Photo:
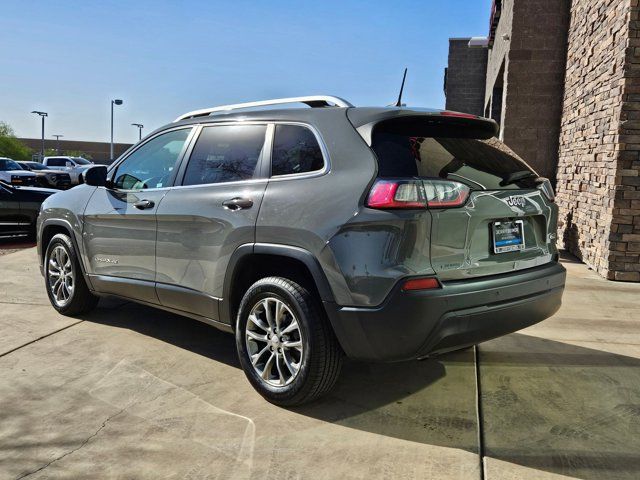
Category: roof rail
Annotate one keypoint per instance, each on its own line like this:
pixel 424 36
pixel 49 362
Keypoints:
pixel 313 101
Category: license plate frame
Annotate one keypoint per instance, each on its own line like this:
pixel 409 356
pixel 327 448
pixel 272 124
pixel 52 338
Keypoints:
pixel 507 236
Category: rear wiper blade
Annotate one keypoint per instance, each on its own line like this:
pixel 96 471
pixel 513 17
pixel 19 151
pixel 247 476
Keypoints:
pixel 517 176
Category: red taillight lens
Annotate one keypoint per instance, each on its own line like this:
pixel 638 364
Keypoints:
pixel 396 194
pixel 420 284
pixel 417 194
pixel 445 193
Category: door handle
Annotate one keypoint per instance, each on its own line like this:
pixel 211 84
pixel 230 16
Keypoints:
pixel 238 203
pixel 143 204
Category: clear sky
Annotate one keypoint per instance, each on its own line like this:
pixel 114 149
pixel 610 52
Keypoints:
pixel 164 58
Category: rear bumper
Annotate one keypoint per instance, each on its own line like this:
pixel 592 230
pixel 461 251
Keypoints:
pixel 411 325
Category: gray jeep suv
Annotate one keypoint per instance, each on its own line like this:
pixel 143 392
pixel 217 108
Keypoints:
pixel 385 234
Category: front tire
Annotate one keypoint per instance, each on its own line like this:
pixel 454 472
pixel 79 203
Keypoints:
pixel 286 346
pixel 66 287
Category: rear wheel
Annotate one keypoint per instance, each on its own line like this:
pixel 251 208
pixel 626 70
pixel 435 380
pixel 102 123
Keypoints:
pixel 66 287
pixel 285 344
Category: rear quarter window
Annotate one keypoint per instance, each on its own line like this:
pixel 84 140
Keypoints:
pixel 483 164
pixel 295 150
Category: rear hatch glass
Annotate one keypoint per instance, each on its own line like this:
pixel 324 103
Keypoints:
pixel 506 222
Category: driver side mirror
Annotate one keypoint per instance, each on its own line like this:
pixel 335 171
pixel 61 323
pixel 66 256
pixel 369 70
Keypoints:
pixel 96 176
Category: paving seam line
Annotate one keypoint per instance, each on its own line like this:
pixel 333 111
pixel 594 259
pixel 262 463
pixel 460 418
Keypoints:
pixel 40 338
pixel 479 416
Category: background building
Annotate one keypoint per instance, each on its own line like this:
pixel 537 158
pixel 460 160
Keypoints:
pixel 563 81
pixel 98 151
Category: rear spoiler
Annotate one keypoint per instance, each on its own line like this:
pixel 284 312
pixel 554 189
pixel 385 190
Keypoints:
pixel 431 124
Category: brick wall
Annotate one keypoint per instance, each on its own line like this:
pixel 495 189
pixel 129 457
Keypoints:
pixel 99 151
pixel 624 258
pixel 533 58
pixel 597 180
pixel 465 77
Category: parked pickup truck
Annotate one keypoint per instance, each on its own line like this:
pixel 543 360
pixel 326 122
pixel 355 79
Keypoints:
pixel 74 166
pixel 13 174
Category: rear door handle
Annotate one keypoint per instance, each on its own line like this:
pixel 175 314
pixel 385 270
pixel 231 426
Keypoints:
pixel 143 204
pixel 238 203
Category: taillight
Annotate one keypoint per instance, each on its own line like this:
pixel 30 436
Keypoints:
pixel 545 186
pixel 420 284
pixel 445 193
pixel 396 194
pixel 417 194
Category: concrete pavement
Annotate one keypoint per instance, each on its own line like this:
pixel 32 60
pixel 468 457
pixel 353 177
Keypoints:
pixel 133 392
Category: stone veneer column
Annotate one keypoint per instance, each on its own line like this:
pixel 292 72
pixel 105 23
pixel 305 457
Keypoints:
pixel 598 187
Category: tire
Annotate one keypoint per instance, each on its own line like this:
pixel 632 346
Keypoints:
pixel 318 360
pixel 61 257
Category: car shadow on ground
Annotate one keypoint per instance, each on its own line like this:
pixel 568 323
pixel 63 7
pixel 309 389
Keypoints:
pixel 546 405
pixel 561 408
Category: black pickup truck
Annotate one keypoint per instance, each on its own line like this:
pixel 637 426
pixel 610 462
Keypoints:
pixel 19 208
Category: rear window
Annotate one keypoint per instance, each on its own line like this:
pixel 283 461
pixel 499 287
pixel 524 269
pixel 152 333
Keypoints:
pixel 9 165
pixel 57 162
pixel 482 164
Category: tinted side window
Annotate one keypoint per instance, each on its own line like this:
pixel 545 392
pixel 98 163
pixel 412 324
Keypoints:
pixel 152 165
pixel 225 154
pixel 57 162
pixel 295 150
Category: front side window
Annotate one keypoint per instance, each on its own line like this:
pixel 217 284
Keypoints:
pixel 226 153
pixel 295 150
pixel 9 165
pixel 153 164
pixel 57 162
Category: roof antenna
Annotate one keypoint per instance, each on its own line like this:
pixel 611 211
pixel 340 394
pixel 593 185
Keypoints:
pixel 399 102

* * *

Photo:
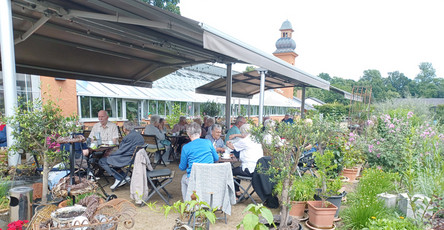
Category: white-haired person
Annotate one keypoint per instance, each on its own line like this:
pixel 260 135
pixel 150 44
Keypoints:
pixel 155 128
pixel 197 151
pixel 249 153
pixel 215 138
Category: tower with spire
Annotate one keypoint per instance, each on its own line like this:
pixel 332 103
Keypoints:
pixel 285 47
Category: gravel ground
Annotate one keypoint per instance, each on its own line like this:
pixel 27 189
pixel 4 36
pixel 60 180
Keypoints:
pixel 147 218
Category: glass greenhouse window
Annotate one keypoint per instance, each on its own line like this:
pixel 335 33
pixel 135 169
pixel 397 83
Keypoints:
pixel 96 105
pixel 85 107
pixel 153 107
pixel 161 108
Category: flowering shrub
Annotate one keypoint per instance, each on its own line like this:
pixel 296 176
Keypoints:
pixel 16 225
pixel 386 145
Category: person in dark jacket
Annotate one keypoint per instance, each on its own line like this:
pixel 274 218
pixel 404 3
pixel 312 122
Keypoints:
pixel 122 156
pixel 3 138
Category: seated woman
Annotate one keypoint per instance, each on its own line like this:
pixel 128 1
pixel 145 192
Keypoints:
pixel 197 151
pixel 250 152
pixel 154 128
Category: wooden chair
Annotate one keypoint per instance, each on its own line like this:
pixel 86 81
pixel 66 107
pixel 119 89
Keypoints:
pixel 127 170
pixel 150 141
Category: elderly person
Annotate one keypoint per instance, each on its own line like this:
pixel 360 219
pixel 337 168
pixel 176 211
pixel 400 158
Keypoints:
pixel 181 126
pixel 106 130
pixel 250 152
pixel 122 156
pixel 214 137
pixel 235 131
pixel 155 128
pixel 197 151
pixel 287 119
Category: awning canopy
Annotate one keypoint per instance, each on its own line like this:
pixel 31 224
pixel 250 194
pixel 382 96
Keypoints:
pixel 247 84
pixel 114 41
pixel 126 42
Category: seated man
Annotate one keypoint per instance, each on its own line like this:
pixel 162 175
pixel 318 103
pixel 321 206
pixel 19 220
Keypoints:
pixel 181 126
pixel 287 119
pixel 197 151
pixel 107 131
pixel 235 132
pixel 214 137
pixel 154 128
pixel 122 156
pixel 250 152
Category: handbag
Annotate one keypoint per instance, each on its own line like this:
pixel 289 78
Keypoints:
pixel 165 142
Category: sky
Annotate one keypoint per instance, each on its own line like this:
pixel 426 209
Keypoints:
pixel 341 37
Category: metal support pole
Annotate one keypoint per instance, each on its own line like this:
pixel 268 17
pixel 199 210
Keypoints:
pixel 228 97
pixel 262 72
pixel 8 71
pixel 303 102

--

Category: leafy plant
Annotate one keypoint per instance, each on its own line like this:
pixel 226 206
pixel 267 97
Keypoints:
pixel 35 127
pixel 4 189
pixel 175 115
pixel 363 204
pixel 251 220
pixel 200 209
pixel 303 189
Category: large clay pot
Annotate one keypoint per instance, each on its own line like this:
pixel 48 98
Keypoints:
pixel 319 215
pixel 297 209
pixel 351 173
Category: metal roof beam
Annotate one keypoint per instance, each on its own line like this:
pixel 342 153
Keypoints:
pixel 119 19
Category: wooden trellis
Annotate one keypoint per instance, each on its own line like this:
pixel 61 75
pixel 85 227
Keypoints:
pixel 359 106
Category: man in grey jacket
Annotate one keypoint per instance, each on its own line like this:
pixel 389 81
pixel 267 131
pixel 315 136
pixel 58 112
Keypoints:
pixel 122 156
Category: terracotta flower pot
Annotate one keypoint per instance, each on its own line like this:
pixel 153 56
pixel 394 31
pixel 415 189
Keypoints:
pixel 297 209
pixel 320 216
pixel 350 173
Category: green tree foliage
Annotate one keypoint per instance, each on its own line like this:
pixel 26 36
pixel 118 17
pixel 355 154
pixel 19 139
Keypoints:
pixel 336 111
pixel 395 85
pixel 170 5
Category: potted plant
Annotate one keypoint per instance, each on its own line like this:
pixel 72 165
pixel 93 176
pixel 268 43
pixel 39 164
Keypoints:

§ Problem to solve
Search the material for the word "truck" and report how many lines hold it. Add nothing else.

§ Result
2